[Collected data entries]
---+---

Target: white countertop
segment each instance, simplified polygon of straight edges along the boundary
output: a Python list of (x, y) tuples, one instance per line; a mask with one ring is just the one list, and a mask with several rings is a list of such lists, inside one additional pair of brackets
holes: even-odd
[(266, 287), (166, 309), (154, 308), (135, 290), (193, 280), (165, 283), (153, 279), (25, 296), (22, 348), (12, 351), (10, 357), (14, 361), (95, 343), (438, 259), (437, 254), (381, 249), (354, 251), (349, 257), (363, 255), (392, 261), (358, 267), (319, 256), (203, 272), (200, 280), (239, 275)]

---+---

Reproduce exactly, and only, the lines from the start of the entries through the one that contains "output: a Python".

# Response for this exercise
Target: white countertop
segment each instance, simplified polygon of straight edges along the boundary
output: a Python list of (x, y) tuples, one instance per line; a mask with one ring is just the one list, and a mask with several rings is a list of such lists, inside one additional pair of brackets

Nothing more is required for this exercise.